Excerpts of bounding box data
BEGIN

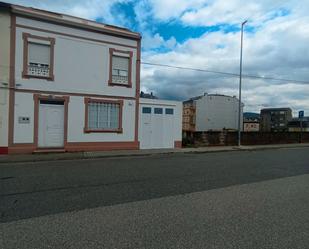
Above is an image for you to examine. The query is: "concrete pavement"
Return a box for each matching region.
[0,175,309,249]
[0,143,309,165]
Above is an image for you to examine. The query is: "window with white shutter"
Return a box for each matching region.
[108,48,133,87]
[22,33,55,80]
[85,99,122,132]
[28,42,50,77]
[112,55,130,84]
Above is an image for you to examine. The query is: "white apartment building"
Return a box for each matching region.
[183,93,244,132]
[0,2,181,154]
[0,3,141,153]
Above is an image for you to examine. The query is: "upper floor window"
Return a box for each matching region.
[23,33,55,80]
[108,48,133,87]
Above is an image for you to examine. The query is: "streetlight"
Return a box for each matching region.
[238,20,248,146]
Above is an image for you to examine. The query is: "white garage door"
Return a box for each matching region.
[140,106,175,149]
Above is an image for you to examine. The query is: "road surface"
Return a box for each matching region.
[0,148,309,249]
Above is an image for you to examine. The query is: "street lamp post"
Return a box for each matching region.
[238,20,247,146]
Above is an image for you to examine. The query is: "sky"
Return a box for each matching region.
[6,0,309,116]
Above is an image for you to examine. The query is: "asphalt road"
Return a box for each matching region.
[0,148,309,249]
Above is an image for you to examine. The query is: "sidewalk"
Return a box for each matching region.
[0,143,309,164]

END

**GIVEN REQUEST:**
Collect every line of the items above that contains the word "white".

**SOLUTION TO THE PROBLEM:**
Above is an image for you to examine. The query is: "window with white shutter"
Above is an image for you to examine. The query is: "white apartment building"
Above is an image for you to examine. The query is: "white garage door"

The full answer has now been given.